- [Your assignment]: Print the listing in its entirety and exactly, leaving out images.

Start of Recorded information

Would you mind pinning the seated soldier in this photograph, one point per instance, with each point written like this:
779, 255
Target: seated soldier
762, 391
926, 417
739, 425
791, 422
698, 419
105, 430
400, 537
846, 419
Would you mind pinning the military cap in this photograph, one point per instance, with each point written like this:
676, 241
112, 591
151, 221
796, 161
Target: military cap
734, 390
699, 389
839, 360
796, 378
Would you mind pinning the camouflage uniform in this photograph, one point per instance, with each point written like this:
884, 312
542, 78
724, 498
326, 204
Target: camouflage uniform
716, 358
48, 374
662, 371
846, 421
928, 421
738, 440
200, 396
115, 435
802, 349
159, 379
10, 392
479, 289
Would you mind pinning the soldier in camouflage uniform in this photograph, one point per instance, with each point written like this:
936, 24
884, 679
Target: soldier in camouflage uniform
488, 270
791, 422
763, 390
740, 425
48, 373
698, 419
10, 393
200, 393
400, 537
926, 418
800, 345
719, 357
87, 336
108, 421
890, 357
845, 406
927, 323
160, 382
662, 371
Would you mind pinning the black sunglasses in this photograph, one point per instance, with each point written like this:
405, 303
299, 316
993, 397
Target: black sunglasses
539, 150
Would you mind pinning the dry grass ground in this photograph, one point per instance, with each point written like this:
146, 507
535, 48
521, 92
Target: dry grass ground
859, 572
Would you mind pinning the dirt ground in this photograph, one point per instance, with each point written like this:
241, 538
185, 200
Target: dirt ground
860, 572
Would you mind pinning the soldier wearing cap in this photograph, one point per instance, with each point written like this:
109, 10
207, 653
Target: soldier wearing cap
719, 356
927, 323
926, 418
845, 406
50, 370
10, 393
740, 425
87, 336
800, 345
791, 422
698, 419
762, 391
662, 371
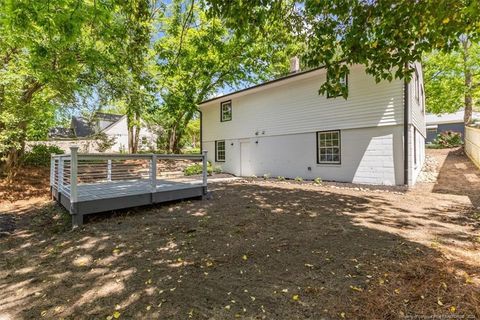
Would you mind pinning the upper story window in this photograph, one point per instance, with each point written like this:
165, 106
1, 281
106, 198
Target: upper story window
343, 84
220, 151
328, 147
226, 111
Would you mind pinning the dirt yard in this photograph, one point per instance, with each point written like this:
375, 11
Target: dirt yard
256, 250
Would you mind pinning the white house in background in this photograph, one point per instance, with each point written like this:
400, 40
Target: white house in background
285, 128
114, 126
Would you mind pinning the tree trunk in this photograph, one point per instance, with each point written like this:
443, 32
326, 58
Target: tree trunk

End of Recorded information

- [Response area]:
Would you mind pinning the seated soldier in this photograph, one point per instance, with each point written like this:
779, 255
Target: seated soldier
762, 391
926, 417
739, 425
791, 422
698, 419
105, 430
400, 537
846, 419
Would you mind pinning the military cap in this photograph, one point per instance, with each point written like this:
676, 241
112, 591
151, 221
796, 161
Target: military cap
734, 390
699, 389
839, 360
796, 378
Would you mind pinning the camouflage uniform in this photograph, one point per instance, with each point written like this:
884, 312
542, 78
724, 498
326, 204
Target: camouflage uniform
716, 358
48, 374
662, 371
846, 421
928, 421
738, 440
200, 396
115, 435
802, 349
159, 379
10, 392
479, 289
Would you mind pinning the soldier in camouflage uniform in this photograph, one point per instance, with each point written like this:
936, 24
884, 679
Target: soldier in camouflage uniform
488, 270
791, 422
763, 390
740, 425
48, 373
698, 419
10, 393
200, 393
400, 537
926, 418
800, 345
719, 357
87, 336
108, 421
890, 357
845, 406
927, 323
160, 382
662, 371
Would you mind pinning the black sunglasses in this photograph, one point per instance, with each point written like this:
405, 303
299, 316
993, 397
Target: black sunglasses
539, 150
Would you mind pinning the dry grass ground in this photograph, one point per instance, with each point written like this:
146, 507
535, 48
521, 92
Target: dry grass ground
859, 572
Would you mind pinning the dirt ground in this photograph, one point per instance, with each point written like this:
241, 538
185, 200
Target: dirt ground
860, 572
Would you mind pinning the soldier wearing cap in this photograph, one point per instance, with each point written like this:
109, 10
207, 653
Target: soldier wearing cap
719, 356
927, 323
926, 418
845, 406
50, 370
10, 393
740, 425
87, 336
800, 345
791, 422
698, 419
762, 391
662, 371
Would you mind pinning the upper story window in this photograph, one point per instance, with each point written like this:
165, 106
1, 281
106, 198
Target: upper story window
343, 84
220, 151
328, 147
226, 111
Would you mind pinning the dirt yard in this photograph, one point per instance, with each point written like this:
375, 11
Target: dirt yard
256, 250
Would you mind pinning the white house in background in this photograph, one point per instance, with each point written like this:
400, 40
Target: white house in background
285, 128
114, 126
Would you mind pinning the tree trunk in this photograph, one point per instance, with each point written like this:
443, 32
326, 58
Target: tree trunk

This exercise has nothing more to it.